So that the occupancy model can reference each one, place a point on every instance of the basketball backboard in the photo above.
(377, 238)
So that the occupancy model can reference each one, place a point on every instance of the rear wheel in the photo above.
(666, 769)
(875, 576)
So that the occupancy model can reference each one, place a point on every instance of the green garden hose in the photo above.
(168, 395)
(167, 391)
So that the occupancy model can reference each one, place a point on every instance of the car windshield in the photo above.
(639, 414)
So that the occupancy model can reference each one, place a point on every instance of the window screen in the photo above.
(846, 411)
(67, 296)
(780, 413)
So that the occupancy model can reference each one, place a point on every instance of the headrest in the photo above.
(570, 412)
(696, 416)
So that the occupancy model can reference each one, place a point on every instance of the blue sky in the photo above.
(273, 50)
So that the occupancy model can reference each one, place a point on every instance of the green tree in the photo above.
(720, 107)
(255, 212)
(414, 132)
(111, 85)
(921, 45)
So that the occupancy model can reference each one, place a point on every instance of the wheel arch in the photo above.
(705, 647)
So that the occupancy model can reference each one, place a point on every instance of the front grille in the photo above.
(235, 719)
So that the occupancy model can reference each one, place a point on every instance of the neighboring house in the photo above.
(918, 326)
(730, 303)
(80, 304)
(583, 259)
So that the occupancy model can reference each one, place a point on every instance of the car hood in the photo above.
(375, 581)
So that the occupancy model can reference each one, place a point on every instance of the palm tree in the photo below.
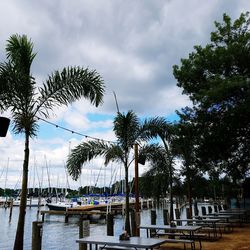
(20, 95)
(159, 127)
(128, 130)
(155, 155)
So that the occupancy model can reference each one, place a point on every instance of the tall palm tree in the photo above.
(160, 127)
(20, 95)
(128, 130)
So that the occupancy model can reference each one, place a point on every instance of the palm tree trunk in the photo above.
(190, 197)
(171, 214)
(18, 245)
(127, 223)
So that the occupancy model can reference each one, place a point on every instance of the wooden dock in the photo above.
(88, 211)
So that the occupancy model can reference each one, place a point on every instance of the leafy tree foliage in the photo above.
(25, 101)
(129, 130)
(217, 79)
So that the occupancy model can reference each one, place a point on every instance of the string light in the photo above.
(75, 132)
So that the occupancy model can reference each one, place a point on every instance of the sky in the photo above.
(132, 44)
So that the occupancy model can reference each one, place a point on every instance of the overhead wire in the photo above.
(75, 132)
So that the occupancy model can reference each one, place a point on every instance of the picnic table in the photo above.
(210, 223)
(104, 242)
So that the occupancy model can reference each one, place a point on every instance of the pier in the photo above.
(91, 211)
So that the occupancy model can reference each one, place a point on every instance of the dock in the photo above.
(93, 211)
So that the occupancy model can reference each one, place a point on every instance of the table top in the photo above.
(201, 219)
(168, 227)
(217, 216)
(136, 242)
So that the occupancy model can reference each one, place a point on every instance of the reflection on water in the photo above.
(59, 235)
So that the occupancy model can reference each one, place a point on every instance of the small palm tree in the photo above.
(20, 95)
(128, 130)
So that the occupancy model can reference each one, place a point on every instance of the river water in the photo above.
(58, 235)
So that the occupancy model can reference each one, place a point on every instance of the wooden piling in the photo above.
(203, 210)
(83, 232)
(11, 208)
(133, 223)
(37, 227)
(177, 216)
(110, 224)
(165, 217)
(153, 222)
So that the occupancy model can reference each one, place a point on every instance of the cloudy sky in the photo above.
(133, 44)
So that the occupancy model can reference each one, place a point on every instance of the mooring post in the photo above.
(11, 207)
(165, 217)
(133, 223)
(37, 231)
(66, 216)
(110, 224)
(83, 232)
(153, 222)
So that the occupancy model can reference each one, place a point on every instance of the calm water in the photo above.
(58, 235)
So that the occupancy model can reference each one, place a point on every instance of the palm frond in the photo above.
(114, 153)
(20, 52)
(83, 153)
(127, 129)
(72, 83)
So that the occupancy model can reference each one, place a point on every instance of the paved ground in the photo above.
(239, 239)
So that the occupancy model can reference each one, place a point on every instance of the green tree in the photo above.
(216, 78)
(128, 130)
(25, 100)
(159, 127)
(184, 147)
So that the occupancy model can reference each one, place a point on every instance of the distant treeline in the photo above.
(149, 186)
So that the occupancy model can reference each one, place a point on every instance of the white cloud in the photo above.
(132, 44)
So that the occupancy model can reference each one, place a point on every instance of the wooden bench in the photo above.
(183, 238)
(226, 226)
(115, 247)
(184, 241)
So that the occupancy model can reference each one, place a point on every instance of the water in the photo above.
(57, 235)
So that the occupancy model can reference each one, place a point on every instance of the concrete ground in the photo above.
(239, 239)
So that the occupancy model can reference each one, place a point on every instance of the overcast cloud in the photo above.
(133, 44)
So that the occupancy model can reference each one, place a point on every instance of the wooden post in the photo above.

○ ○ ○ ○ ○

• _Required action_
This exercise calls for the lines from the one holding "the water in the photo above." through the end of the entries, transcribed exactly and with nothing more.

• _Response to this task_
So that the occupancy model can reference each one, place a point on every instance of the water in the photo above.
(57, 235)
So that the occupancy model can reference each one, place a point on every instance of the concrete ground in the photo above.
(239, 239)
So that the occupancy model can reference each one, place a point on every instance of the overcast cloud in the photo above.
(133, 44)
So that the occupancy model can reference each one, place a point on every instance of the wooden post in the photo above.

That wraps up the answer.